TEXT BLOCK:
■ ■ ■
Ninomae's livestreams consist of her playing video games, chatting with viewers, collaborating with other VTubers, singing karaoke, and drawing art. She begins all of her streams with her signature catchphrase, "Wah!". She often makes puns. Ninomae is a professional illustrator. She is also trilingual, able to speak English, Japanese, and Korean.

==Career==
On September 13, 2020, Ninomae debuted as part of Myth. On May 27, 2021, Ninomae reached 1 million subscribers on YouTube; she was the 4th member of Myth to do so. One piece of art Ninomae has illustrated is titled Do VTubers Dream of Colorful Tomorrows?, a reference to Do Androids Dream of Electric Sheep? and through that the discourse surrounding the humanity of VTubers. She won the Best Art Vtuber award at the 2023 Vtuber Awards. On July 5, 2025, Ninomae featured for Major League Baseball's Los Angeles Dodgers during a game at Dodger Stadium with VTubers IRyS and Koseki Bijou; they sang "Take Me Out to the Ball Game" during the seventh-inning stretch and had baseball cards released of them.
■ ■ ■
TRY IT:
According to the Ninomae text, what does the title of the artwork Do VTubers Dream of Colorful Tomorrows? refer to? Answer in one to three sentences. The entries that follow were taken from a separate source and are unrelated to the Ninomae text.

[Extracted records]
■ ■ ■
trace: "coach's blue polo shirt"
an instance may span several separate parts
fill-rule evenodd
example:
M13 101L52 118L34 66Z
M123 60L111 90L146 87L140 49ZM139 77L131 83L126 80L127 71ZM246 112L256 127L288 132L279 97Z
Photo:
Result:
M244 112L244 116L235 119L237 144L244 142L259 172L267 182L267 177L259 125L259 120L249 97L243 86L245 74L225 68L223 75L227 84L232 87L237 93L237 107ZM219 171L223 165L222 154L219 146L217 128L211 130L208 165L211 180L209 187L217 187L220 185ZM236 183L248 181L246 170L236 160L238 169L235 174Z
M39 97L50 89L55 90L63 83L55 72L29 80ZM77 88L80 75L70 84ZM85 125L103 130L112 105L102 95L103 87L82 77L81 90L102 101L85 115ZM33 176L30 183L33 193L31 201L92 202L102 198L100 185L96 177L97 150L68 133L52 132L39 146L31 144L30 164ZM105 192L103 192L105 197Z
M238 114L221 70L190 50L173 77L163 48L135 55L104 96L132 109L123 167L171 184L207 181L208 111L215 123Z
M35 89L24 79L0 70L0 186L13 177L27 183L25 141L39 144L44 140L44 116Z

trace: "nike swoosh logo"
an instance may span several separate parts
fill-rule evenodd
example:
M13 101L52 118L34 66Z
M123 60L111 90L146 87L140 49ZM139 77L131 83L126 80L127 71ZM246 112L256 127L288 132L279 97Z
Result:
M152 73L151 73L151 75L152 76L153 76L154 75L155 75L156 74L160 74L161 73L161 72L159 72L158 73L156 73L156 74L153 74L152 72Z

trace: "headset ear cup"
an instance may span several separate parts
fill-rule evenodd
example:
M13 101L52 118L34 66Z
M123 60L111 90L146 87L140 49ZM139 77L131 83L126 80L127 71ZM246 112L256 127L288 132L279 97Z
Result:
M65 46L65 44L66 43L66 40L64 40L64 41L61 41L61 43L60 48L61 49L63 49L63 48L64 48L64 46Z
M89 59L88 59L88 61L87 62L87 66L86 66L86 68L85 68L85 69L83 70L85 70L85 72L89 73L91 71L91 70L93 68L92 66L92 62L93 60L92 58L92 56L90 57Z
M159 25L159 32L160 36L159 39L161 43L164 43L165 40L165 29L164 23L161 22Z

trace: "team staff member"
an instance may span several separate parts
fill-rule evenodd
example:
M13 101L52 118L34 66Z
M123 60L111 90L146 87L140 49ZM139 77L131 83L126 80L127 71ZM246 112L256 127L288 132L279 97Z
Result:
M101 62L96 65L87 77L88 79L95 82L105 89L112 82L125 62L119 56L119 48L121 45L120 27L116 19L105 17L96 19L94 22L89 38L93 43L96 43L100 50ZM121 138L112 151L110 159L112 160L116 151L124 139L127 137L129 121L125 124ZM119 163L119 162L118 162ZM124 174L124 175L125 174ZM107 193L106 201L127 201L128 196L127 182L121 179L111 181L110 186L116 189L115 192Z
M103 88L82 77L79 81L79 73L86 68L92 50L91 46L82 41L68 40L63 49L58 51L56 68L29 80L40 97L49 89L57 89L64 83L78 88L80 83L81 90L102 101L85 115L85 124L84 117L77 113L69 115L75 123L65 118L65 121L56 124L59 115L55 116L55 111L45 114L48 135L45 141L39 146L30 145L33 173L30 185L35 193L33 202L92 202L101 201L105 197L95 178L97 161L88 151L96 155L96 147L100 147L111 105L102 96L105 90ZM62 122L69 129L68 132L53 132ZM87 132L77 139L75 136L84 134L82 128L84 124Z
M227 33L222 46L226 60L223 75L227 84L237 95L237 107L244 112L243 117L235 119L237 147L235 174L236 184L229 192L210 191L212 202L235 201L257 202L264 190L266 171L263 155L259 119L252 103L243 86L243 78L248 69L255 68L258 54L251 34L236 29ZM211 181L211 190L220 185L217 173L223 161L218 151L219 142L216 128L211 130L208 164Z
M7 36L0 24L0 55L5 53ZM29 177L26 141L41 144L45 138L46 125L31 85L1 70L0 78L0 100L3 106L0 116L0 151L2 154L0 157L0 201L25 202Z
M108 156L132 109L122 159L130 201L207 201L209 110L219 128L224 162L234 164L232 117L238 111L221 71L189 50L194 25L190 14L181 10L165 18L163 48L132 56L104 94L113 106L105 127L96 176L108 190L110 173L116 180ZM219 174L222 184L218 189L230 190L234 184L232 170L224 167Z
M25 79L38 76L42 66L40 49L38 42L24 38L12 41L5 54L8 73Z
■ ■ ■
OUTPUT OF THE TASK:
The title refers to Do Androids Dream of Electric Sheep?. Through that reference, it points to the discourse surrounding the humanity of VTubers.